Short problem: Filter the entries below down to every line that contains the string "brick", and copy those lines. Matching is case-sensitive.
<<<<
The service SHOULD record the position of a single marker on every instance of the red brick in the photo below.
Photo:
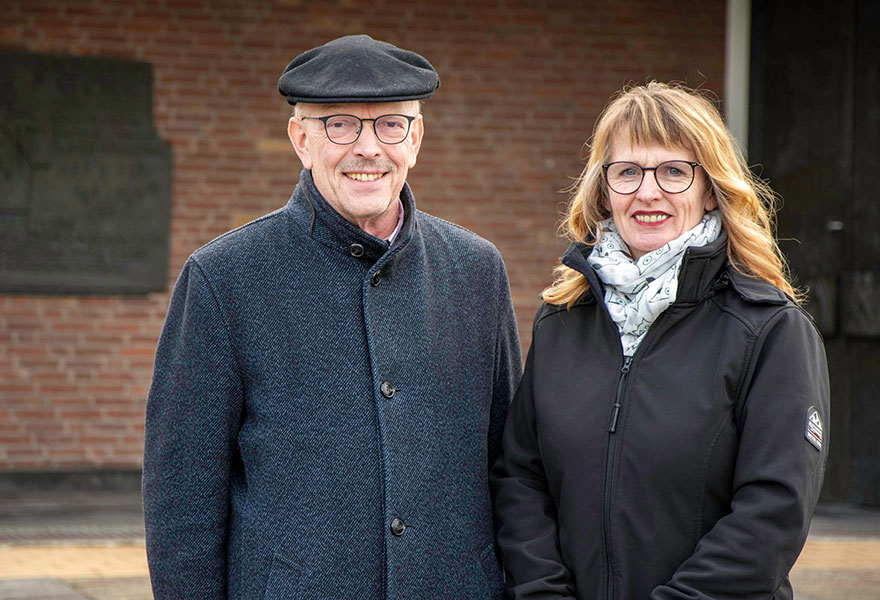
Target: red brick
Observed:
(532, 78)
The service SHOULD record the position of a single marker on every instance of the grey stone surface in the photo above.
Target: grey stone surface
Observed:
(85, 181)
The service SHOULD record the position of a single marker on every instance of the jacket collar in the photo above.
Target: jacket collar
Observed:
(315, 218)
(701, 269)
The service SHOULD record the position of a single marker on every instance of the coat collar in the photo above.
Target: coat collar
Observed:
(701, 269)
(317, 219)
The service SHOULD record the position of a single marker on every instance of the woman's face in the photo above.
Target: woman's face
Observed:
(649, 217)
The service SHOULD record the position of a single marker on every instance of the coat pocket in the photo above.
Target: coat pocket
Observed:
(285, 580)
(494, 579)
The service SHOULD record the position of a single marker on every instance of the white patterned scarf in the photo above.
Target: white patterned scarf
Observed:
(637, 292)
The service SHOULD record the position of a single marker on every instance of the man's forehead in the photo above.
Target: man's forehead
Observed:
(408, 107)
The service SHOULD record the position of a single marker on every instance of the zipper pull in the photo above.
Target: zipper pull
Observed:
(616, 408)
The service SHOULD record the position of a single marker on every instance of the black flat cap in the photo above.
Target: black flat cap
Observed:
(357, 68)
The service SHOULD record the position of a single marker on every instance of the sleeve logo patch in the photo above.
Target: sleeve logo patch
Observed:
(813, 431)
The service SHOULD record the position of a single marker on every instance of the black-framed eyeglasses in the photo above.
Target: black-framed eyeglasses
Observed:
(672, 176)
(346, 129)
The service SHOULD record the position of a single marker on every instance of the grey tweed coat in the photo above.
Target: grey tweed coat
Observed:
(324, 411)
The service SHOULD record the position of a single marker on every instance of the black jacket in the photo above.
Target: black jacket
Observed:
(685, 472)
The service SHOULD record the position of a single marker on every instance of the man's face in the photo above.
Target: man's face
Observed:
(362, 180)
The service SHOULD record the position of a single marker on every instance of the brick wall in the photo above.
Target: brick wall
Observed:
(522, 82)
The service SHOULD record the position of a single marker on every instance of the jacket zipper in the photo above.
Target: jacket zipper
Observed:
(609, 469)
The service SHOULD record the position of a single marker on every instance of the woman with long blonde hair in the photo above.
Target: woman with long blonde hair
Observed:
(669, 436)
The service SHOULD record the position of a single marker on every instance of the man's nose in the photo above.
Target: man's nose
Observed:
(367, 144)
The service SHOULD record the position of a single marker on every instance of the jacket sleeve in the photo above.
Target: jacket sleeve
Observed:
(525, 514)
(192, 420)
(778, 472)
(508, 367)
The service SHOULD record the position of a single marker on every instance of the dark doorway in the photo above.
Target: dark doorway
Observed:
(814, 133)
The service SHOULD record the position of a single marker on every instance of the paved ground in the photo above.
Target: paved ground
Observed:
(86, 545)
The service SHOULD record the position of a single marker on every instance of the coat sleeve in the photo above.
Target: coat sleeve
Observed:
(778, 472)
(192, 420)
(508, 367)
(525, 514)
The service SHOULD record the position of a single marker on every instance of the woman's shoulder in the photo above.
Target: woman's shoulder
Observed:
(758, 303)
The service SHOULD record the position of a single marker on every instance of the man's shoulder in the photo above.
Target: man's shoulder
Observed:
(251, 240)
(455, 238)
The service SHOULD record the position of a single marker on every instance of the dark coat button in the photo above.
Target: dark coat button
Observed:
(398, 527)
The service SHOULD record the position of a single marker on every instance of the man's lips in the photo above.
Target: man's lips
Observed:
(365, 176)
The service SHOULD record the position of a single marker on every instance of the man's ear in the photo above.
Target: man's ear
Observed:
(297, 133)
(416, 132)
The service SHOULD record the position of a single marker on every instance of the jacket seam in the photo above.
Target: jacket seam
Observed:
(223, 314)
(756, 333)
(698, 523)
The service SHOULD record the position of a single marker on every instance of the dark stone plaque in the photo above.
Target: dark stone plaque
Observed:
(85, 181)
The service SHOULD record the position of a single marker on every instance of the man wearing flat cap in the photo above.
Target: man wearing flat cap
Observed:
(332, 379)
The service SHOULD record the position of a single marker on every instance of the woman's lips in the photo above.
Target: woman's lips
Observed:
(651, 218)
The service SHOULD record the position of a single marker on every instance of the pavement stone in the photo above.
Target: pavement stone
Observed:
(37, 589)
(88, 545)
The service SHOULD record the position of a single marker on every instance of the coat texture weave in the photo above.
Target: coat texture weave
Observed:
(311, 386)
(700, 484)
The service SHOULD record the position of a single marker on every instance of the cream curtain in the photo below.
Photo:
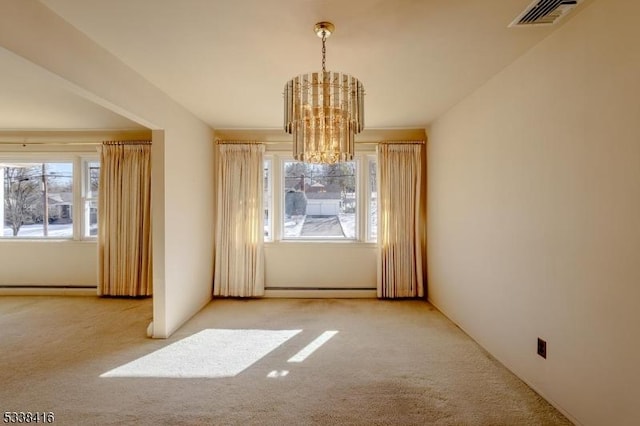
>>>>
Output below:
The service SHOULD record the position of a single marker on every instance of the red brick in the photo below.
Target: red brick
The service SHOULD record the position of a single marker on every instance of the brick wall in the photo above.
Target: brick wall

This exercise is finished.